> **EXTRACTED ENTRIES**:
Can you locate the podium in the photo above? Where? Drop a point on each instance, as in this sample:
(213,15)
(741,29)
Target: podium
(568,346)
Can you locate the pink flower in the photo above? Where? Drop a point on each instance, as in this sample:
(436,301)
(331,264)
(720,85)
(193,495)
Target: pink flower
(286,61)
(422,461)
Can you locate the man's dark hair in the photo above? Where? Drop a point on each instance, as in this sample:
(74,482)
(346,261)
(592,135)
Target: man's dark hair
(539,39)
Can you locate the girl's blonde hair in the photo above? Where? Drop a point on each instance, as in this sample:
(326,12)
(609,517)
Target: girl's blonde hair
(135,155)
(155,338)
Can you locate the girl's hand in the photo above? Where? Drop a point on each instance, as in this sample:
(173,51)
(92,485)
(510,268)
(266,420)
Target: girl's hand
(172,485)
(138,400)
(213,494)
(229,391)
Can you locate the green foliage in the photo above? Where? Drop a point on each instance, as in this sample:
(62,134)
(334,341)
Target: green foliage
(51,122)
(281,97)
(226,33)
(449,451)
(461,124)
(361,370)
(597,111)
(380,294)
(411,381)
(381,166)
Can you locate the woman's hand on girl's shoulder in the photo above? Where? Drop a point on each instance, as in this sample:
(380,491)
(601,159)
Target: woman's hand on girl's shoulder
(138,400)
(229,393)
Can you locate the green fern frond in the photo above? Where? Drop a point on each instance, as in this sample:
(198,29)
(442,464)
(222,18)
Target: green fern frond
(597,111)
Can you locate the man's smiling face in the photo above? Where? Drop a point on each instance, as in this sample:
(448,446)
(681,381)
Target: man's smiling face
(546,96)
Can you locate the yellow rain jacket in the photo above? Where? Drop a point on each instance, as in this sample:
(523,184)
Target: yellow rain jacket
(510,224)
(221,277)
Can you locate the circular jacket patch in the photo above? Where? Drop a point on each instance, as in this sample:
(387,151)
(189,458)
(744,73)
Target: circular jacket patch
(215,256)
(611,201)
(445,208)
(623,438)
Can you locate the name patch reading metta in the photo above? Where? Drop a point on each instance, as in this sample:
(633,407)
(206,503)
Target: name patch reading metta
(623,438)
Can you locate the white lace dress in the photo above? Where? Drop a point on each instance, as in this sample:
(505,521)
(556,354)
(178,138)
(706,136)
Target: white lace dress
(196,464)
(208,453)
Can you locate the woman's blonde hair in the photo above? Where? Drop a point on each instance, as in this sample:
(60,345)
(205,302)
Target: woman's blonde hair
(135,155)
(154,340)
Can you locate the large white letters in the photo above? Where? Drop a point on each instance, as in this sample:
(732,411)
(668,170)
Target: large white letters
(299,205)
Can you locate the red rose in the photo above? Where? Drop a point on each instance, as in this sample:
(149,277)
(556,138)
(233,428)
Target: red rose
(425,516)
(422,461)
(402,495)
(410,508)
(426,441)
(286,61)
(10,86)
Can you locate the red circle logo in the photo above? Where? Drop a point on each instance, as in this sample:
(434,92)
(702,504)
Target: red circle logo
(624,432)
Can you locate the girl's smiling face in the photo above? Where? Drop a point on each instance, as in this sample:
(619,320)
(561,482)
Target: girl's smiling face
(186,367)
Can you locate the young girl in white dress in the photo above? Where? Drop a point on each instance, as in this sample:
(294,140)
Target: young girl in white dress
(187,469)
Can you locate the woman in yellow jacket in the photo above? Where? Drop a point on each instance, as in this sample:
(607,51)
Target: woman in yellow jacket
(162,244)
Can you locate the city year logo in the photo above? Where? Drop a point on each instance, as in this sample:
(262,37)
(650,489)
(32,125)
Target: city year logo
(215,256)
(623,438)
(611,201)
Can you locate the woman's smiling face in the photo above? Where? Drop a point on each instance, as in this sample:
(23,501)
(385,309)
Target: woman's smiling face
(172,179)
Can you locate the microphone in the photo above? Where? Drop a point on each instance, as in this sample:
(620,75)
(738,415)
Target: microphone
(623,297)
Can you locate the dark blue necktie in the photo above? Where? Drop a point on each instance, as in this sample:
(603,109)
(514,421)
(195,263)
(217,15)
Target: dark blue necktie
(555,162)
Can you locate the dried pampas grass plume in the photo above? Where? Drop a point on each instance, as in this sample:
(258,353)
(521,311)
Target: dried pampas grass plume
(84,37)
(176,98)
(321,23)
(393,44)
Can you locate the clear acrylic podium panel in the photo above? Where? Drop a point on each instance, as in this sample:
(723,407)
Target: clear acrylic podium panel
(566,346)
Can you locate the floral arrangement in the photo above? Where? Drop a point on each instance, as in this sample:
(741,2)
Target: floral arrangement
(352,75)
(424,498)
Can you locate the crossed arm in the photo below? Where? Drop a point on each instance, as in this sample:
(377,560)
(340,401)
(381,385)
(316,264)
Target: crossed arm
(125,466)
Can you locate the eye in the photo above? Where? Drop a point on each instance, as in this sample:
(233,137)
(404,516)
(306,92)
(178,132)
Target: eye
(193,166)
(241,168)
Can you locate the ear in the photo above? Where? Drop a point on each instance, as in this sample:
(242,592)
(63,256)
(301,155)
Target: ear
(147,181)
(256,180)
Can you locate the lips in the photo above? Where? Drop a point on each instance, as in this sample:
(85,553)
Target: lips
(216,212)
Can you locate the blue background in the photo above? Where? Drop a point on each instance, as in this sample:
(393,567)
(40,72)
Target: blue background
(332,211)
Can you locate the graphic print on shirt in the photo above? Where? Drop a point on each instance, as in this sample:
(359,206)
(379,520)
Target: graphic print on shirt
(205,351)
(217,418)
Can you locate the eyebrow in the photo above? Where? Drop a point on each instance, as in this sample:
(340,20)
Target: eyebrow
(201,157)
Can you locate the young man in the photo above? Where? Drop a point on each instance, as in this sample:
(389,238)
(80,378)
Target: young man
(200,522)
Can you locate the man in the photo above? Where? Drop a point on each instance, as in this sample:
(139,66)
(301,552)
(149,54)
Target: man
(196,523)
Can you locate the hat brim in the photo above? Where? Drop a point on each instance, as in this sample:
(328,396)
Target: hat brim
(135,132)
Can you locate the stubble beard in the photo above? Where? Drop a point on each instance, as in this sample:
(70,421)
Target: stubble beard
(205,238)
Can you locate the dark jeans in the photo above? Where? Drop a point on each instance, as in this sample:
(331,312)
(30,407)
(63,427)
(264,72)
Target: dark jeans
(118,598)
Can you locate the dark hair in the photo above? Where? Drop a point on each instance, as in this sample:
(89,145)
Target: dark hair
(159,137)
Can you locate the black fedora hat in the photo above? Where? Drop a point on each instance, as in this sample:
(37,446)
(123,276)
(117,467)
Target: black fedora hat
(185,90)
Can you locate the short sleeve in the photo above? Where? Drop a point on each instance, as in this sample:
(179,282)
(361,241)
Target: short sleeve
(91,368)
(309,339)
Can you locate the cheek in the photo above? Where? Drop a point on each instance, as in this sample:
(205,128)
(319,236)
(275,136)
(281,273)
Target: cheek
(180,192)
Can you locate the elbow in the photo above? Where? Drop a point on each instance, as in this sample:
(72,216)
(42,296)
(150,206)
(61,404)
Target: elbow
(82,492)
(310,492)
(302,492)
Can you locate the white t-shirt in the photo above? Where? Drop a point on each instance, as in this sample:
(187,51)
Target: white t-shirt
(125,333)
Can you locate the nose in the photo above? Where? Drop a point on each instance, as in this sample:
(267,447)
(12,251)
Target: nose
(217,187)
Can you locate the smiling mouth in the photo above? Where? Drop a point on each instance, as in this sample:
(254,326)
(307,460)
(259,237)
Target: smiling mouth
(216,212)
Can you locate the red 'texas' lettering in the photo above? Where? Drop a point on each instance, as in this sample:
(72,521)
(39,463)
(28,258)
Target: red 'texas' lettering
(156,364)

> **WHAT TO WORK ON**: Reproduce the data above without any change, from the line that contains "Can you locate the black" through the final line, with both of those lines included.

> **RESPONSE**:
Can you locate the black fedora hat in the photo above? Where? Drop a point on each instance, as in this sample:
(37,446)
(123,276)
(117,467)
Target: black fedora hat
(185,90)
Can you locate the short sleeve in the photo above? Where? Drop a point on each instance, as in this sample:
(179,282)
(361,241)
Target: short sleeve
(91,368)
(309,339)
Can you locate the cheek in the photo above? Where? Drop a point on each instance, as in this sample:
(205,128)
(319,236)
(275,136)
(281,273)
Target: cheek
(180,192)
Can you locate the elbow in the photo above? Where? Drop a point on each instance, as in this sample:
(72,216)
(42,296)
(150,206)
(61,404)
Target: elbow
(82,492)
(310,492)
(302,492)
Can you locate the white t-shirt in the photo above? Where? Drop a point on each instance, as in this sample:
(187,51)
Target: white t-shirt
(125,333)
Can you locate the nose in the photo above? Where? Drop a point on each instance, as in this sample:
(267,447)
(12,251)
Target: nose
(217,187)
Can you locate the smiling mouth in the photo above? Where? Drop a point on each instance, as in this sample:
(254,326)
(307,460)
(259,237)
Target: smiling mouth
(216,212)
Can you locate the red 'texas' lettering in the photo above? Where? Drop a point on each instance, as in this sample:
(72,521)
(39,463)
(28,258)
Target: red 'texas' lettering
(156,364)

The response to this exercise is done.